Exercise tasks →
1. In the PerlMonks thread, reproduce the passage from "I have a generalized" up to and including "in the particulars.", replacing "data-feed" with "data stream".
2. Check each statement against the PerlMonks thread and answer yes or no, quoting the words that decide it: (a) The question was posted on Feb 28, 2008. (b) The incoming data arrives as a CSV file. (c) The poster expects this requirement to come up only once.
3. According to the PerlMonks thread, what does the poster give as an example of a way to take slices of the overall document?

Page →
Beefy Boxes and Bandwidth Generously Provided by pair Networks
Just another Perl shrine
 
PerlMonks  

I have a generalized "from XML to SQL" chore... best way?

by sundialsvc4 (Abbot)
on Feb 28, 2008 at 18:46 UTC ( [id://670977]=perlquestion: print w/replies, xml ) Need Help??

sundialsvc4 has asked for the wisdom of the Perl Monks concerning the following question:

I've got several occurrences of a very general requirement:   “Here is a periodic data-feed consisting of a well-formed XML document and corresponding DTD definition, and what we need to do with that information is to update an SQL database. ” We're going to have lots and lots of instances of this very same requirement, some with large files some with small, which differ only in the particulars.

As I see it, the general requirements are (and I know them to be quite commonplace...):

  • Within the overall document, we're going to need to take slices of it, e.g. using XPath-expressions.
  • We're going to need to be able to apply filters to the fields, either in the form of data-massagers or data-validators (“shall we or shall we not accept this record?”) or both.
  • We're going to need to easily map the XML elements to the SQL tables and fields.

Data rows →
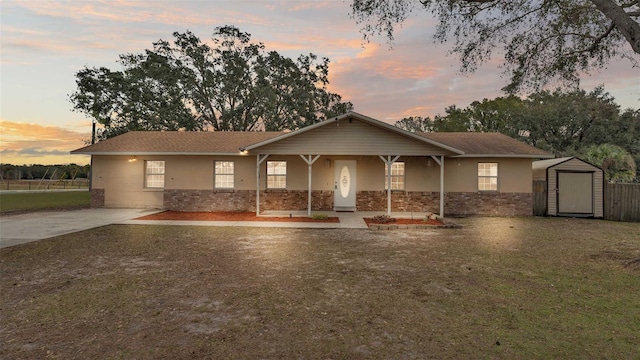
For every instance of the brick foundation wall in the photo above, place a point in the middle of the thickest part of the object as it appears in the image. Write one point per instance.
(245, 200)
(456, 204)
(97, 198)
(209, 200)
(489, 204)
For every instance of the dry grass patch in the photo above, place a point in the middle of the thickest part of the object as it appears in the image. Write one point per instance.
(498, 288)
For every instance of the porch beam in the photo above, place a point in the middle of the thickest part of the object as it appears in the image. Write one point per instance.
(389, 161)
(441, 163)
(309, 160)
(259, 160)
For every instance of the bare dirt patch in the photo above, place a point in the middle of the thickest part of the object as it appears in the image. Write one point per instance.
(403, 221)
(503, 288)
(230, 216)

--

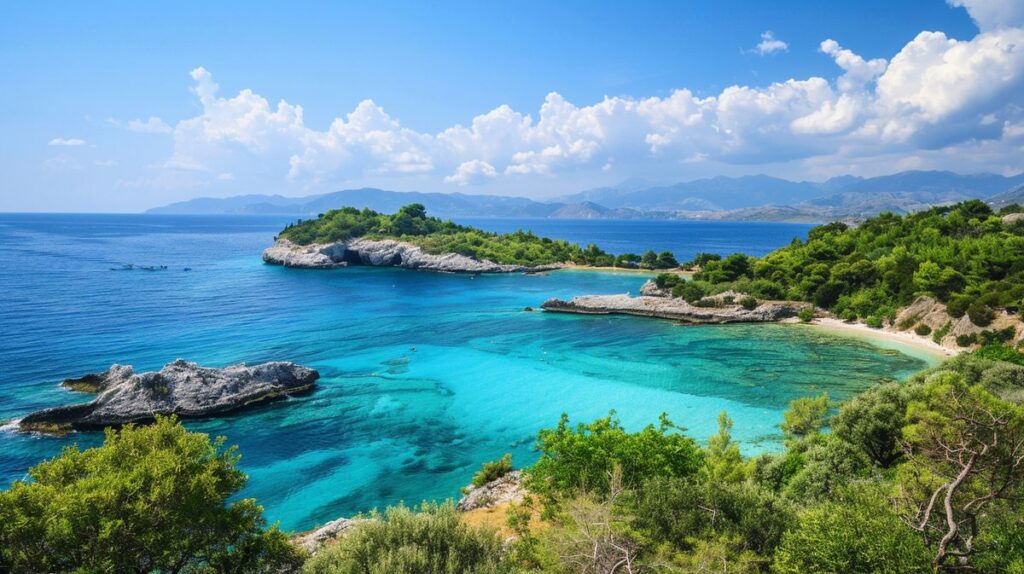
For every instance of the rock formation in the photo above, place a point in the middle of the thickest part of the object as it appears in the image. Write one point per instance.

--

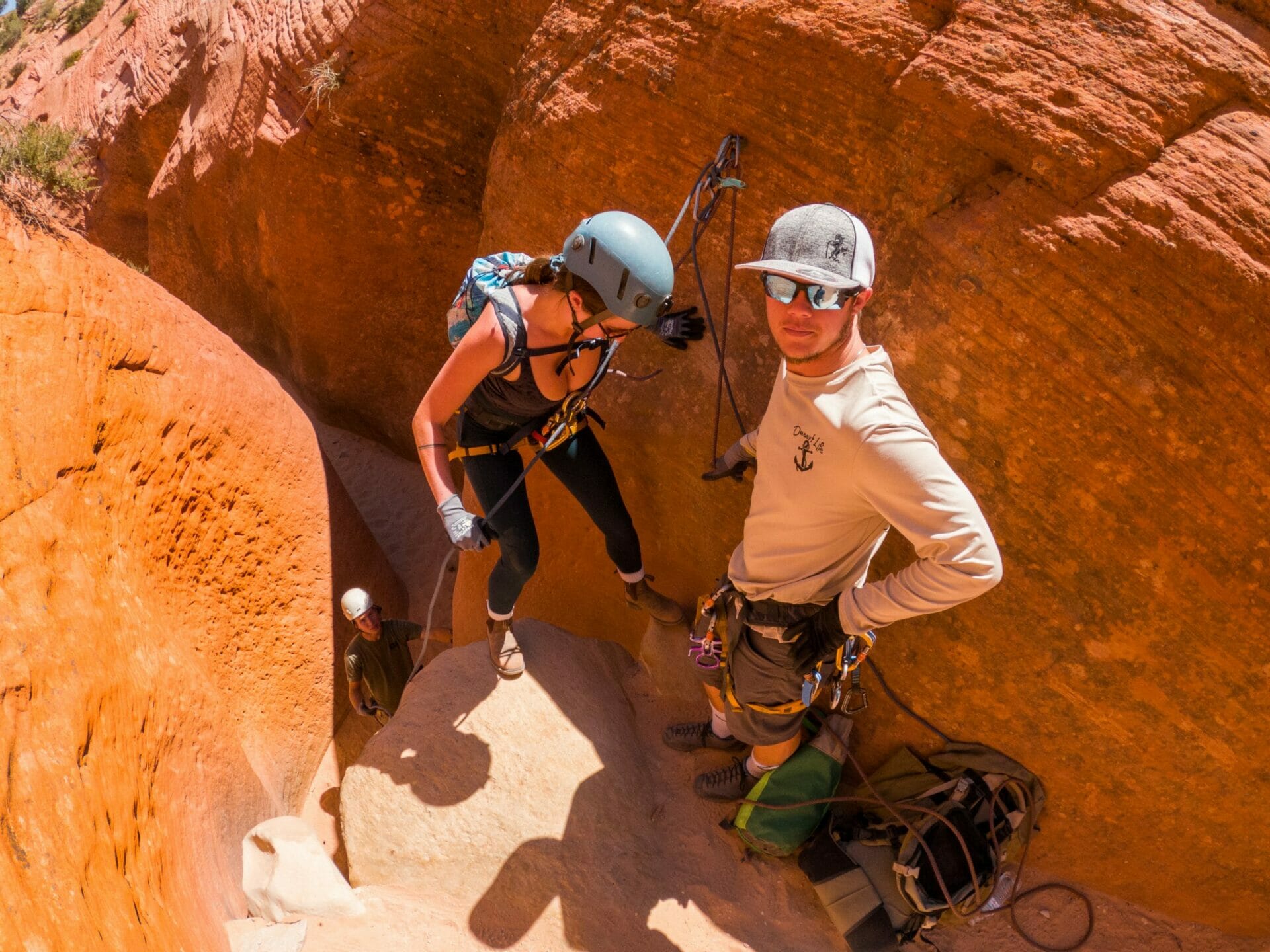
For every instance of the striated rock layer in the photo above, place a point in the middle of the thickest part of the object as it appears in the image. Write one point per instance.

Answers to the exercise →
1.
I have a generalized "from XML to SQL" chore... best way?

by sundialsvc4 (Abbot)
on Feb 28, 2008 at 18:46 UTC ( [id://670977]=perlquestion: print w/replies, xml ) Need Help??

sundialsvc4 has asked for the wisdom of the Perl Monks concerning the following question:

I've got several occurrences of a very general requirement:   “Here is a periodic data stream consisting of a well-formed XML document and corresponding DTD definition, and what we need to do with that information is to update an SQL database. ” We're going to have lots and lots of instances of this very same requirement, some with large files some with small, which differ only in the particulars.

2.
(a) Yes: "on Feb 28, 2008 at 18:46 UTC"
(b) No: "a well-formed XML document and corresponding DTD definition"
(c) No: "We're going to have lots and lots of instances of this very same requirement"

3. XPath-expressions.